● TASK INSTRUCTIONS:
**a.** Which distinct dollar amounts does the article on Ontario's deficit projection mention? List each one once.
**b.** Could you return the portion of the Ontario deficit article from "The Progressive Conservative government, led" to "and net debt.", copied word for word?
**c.** Can you resume the article on Ontario's deficit projection, picking up after its final sentence?

● TEXT:
⁂

Ontario's fiscal watchdog is projecting a deficit $5.4 billion smaller than the most recent figure projected by the government because of lower-than-anticipated program spending.

In a report issued Tuesday, the Financial Accountability Office (FAO) said it arrived at its deficit figure of $8.1 billion after reviewing government spending and finding that the province spent $7.2 billion less than planned across all programs.

The Progressive Conservative government, led by Premier Doug Ford, had projected a deficit of $13.5 billion in its most recent budget tabled in April.

Higher-than-projected revenue partly contributed to the lower deficit projection. The watchdog said its estimated revenue for the 2021-22 fiscal year was $1.6 billion higher than the government's.

There was also a $1.8-billion balance left in unallocated contingency funds from the last fiscal year. The FAO said that would go to reducing the province's budget deficit and net debt.

Financial Accountability Officer Peter Weltman said the difference in the deficit figures can probably be attributed to the unpredictable nature of the pandemic, as economic forecasts have been "up and down" over the last two years.

"Given the huge uncertainty because of COVID, I think that explains why there is such a discrepancy," he said.

Frank Gunn/Canadian Press
Frank Gunn/Canadian Press

But while the pandemic may explain this year's finding, Weltman noted that significant underspending by a government would be worth looking into if it becomes a lasting trend.

"If we're starting to see these sorts of things as a regular feature, then it's worth having a deeper look," he said.

Opposing parties call out Ford government

In education, the report found the government spent almost $1 billion less than the previous year, largely due to less spending on pandemic-related programs.

There was also less COVID-19-related spending in the "other programs" area — which includes transit money for municipalities, homelessness support and support for businesses and workers — compared with the year before.

NDP finance critic Catherine Fife said the $7.2 billion that went unspent amount to "cuts by stealth".

"In health care and education, people are begging for investment to attract, train, hire and retain the staff we desperately need," said Fife.

"It's time to invest to rebuild and improve the public services we all count on. Instead, the Ford Conservative government has found a way to keep the cuts coming all year long."

⁂

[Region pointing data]
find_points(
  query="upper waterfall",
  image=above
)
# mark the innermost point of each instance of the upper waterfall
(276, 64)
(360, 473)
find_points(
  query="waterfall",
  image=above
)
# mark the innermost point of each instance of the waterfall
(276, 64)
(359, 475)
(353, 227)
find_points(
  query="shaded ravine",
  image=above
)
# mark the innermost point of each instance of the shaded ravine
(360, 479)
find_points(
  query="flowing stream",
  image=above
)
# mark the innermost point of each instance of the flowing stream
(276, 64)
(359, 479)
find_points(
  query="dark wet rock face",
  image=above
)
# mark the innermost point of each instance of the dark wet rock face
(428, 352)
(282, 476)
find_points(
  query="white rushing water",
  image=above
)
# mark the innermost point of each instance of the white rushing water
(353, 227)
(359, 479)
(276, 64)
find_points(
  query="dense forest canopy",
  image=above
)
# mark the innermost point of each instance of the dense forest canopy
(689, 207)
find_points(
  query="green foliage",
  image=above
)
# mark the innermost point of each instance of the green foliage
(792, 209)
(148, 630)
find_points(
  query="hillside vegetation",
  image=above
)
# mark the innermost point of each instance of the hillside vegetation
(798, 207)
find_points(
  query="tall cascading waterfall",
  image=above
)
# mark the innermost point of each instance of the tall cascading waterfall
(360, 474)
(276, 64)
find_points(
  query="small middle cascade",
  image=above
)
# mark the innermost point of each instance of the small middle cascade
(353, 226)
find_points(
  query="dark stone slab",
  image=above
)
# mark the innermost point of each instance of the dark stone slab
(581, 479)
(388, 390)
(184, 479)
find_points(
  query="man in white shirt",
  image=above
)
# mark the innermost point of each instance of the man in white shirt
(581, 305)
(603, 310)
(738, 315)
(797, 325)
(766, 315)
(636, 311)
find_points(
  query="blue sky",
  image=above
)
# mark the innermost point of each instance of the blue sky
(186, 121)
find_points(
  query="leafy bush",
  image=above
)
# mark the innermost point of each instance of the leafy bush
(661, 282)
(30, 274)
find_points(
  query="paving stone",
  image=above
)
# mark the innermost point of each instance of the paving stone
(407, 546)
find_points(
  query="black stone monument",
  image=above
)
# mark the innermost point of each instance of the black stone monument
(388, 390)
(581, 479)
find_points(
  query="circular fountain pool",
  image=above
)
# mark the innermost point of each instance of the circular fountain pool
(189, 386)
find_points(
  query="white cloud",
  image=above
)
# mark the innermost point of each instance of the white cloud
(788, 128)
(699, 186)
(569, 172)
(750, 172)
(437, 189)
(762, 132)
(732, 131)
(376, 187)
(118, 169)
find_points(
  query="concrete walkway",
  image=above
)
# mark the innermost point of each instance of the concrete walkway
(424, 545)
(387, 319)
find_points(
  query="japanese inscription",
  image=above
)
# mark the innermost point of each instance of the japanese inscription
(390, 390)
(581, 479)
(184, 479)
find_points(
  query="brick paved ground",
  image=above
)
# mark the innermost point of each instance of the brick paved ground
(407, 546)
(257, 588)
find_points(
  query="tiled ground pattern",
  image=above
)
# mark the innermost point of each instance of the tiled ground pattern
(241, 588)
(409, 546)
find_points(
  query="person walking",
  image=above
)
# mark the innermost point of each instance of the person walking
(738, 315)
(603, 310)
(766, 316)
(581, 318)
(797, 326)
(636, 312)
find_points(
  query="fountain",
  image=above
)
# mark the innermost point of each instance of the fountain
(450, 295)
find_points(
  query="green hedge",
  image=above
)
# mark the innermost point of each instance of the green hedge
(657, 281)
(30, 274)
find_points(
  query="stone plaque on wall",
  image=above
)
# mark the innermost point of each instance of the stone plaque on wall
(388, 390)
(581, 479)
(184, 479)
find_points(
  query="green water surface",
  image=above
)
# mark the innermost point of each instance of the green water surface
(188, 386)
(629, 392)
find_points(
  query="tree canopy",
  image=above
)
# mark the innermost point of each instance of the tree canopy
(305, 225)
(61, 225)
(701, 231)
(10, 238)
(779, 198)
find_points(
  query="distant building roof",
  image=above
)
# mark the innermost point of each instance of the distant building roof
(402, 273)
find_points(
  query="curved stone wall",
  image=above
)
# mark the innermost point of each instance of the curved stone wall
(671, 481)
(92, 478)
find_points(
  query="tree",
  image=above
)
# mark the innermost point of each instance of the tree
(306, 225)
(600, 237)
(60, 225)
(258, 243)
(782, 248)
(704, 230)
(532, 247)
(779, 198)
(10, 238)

⁂

● TASK RESULTS:
**a.**
- $5.4 billion
- $8.1 billion
- $7.2 billion
- $13.5 billion
- $1.6 billion
- $1.8-billion
- almost $1 billion

**b.**
The Progressive Conservative government, led by Premier Doug Ford, had projected a deficit of $13.5 billion in its most recent budget tabled in April.

Higher-than-projected revenue partly contributed to the lower deficit projection. The watchdog said its estimated revenue for the 2021-22 fiscal year was $1.6 billion higher than the government's.

There was also a $1.8-billion balance left in unallocated contingency funds from the last fiscal year. The FAO said that would go to reducing the province's budget deficit and net debt.

**c.**
The report says the government spent $4.2 billion more in health than in the previous year, but spending was still $1.8 billion under what was originally earmarked.

More was spent than the previous year on public health, physician payments and long-term care home operation, as well as major hospital projects, the report said. That spending was offset by lower government spending on small hospital projects and hospital operations.

Evan Mitsui/CBC
Evan Mitsui/CBC

The official opposition NDP called the move "unbelievably callous and dangerous" amid ER closures across Ontario, on top of an ongoing staffing crisis.

Ontario Green Party Leader Mike Schreiner agreed, and said the report confirms the Ford government is underspending on critical services.

"It's shameful and inexcusable to underspend on health care while nurses and other health care workers are burnt out, emergency rooms are overflowing if not closing outright."

"If keeping emergency rooms open doesn't warrant spending — what does?"

Ivana Yelich, a spokesperson for Ontario Premier Doug Ford, said in a tweet that FAO reports numbers based on "outdated" figures that don't reflect actual government spending.

"Just because money wasn't recorded as spent by the time the requested the FAO requested the data, doesn't mean the money hasn't been or won't be spent," said Yelich.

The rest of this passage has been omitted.